Lines that include "white" make up the answer; copy all of them from the data below.

- **Region pointing data**:

--- START ---

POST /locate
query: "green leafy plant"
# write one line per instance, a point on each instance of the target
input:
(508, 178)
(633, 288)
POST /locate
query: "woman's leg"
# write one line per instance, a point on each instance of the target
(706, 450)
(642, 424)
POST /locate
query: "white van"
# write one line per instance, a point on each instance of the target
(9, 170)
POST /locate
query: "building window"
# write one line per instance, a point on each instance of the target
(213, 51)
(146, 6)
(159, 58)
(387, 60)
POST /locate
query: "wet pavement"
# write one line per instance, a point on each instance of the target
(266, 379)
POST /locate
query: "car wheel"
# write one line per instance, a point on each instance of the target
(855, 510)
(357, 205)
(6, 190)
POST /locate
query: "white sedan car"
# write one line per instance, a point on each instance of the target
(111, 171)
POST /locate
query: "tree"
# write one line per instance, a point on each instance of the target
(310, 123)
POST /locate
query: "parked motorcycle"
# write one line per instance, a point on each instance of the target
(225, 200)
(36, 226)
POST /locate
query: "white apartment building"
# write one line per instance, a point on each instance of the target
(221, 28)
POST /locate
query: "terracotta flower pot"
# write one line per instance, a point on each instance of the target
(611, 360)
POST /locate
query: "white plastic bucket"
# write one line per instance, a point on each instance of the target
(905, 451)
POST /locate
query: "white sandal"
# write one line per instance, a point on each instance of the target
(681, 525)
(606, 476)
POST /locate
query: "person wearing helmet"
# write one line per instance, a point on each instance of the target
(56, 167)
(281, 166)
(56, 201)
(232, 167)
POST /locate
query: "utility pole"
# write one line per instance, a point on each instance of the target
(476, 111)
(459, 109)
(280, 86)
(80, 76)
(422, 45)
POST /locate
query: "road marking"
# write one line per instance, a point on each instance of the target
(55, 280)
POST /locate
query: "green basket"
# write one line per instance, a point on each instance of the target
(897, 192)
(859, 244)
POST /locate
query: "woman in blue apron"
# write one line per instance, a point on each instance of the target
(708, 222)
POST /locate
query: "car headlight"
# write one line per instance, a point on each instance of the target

--- END ---

- **RESPONSE BELOW**:
query: "white van"
query: "white sedan car"
query: "white apartment building"
query: "white plastic bucket"
query: "white sandal"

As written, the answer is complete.